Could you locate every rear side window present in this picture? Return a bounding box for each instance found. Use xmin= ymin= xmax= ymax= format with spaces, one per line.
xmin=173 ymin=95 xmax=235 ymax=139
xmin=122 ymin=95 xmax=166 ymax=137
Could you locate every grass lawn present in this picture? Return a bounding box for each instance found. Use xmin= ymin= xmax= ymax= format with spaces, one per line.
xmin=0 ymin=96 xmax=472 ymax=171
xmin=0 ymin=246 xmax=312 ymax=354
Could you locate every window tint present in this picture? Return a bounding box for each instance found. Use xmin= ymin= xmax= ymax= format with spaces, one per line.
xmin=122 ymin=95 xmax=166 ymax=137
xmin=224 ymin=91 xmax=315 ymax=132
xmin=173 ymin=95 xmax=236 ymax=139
_ _ _ _ _
**WHAT IS EXPECTED**
All of the records above are to be copied exactly.

**SOLUTION FOR THIS TASK**
Could you locate every rear side window present in this picture? Return a bounding box for each instance found. Use xmin= ymin= xmax= ymax= format with spaces, one per line.
xmin=173 ymin=95 xmax=235 ymax=139
xmin=122 ymin=95 xmax=166 ymax=137
Could you locate every grass lawn present in this picture? Return a bounding box for each instance found. Use xmin= ymin= xmax= ymax= format with spaces, one per line.
xmin=0 ymin=96 xmax=472 ymax=171
xmin=0 ymin=246 xmax=312 ymax=354
Could you locate every window tint present in this picture? Return a bounding box for each instance found. Use xmin= ymin= xmax= ymax= format with spaces, one per line.
xmin=122 ymin=95 xmax=166 ymax=137
xmin=224 ymin=91 xmax=315 ymax=132
xmin=173 ymin=95 xmax=236 ymax=139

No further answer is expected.